Work to complete: Your output should match the listing below word for word, without any images.

Data extract Start Marker

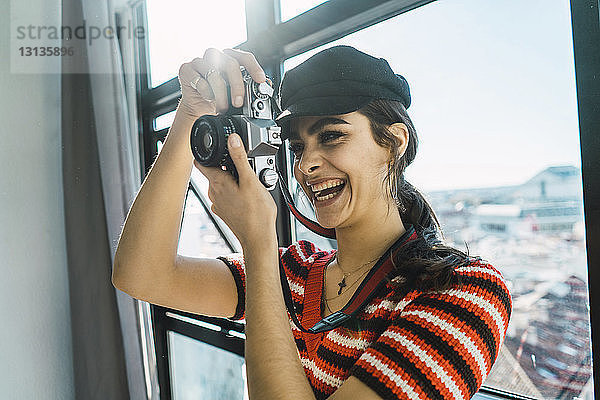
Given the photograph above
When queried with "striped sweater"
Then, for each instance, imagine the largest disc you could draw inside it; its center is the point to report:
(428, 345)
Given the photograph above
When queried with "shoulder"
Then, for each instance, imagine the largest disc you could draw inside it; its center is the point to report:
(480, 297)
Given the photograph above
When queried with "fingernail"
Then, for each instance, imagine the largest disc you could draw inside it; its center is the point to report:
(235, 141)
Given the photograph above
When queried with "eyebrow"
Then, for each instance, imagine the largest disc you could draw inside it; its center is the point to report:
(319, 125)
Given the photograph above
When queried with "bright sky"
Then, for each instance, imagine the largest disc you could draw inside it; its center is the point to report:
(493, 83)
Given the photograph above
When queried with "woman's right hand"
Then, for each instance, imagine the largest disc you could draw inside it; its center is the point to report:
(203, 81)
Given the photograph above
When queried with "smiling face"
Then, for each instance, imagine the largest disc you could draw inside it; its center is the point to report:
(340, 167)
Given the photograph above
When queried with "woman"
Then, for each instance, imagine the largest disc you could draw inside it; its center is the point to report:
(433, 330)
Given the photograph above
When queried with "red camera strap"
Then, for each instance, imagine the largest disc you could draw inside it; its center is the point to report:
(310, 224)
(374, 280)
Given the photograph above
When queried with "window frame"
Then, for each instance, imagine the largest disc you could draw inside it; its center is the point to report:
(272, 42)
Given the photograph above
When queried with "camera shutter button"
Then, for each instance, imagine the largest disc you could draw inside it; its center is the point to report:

Data extract End Marker

Completed exercise:
Given the photograph above
When queried with "striped sweater"
Then, for each instance, imagine the largest disc you could draw inside it; its center is the point to report:
(428, 345)
Given the photograph above
When queried with "shoulder"
Then, for each instance, imagine the largest disc you could draw inside it; its center is the point to report:
(480, 297)
Given the photograph above
When queried with "fingernail"
Then, for each instance, imagine the largest disc you could draw inside it; its center is the point to report:
(235, 141)
Given the photograph above
When queried with "eyebrow"
Then, for each instance, imagine the largest disc you could draw inside it; its center is the point to report:
(319, 125)
Given the photograph above
When queried with "bright sky"
Then, for each instance, imagine the largest disc you could draw inside it; its center is the point to report:
(493, 83)
Given the photograph above
When queried with "woman's right hand"
Then, for each instance, imagine the largest disc you could draw inside it; its center is the point to report:
(203, 81)
Given the photograph above
When queried with "smiling face"
Then, for each instance, imagine the largest disc you could draw inside it; its center is the point to report:
(340, 167)
Given the photograph above
When queried with "woman"
Then, for each instance, imagine the largest disc you could draw inside it; its center is the point to report:
(433, 330)
Given the photograph above
When queried with "red camera strap"
Then, for each instance, imagine the largest disc you could draw inside it; its center is the point to report:
(310, 224)
(374, 280)
Given the photograph above
When queried with "window frame"
Then, for each instance, imagine the largest disc you could draw inside it; its center is the point to report:
(272, 42)
Given the photograph above
When queried with "camera shutter button"
Then, for each instance, imagine the largest disc you could draw inside it; its center is the point to report:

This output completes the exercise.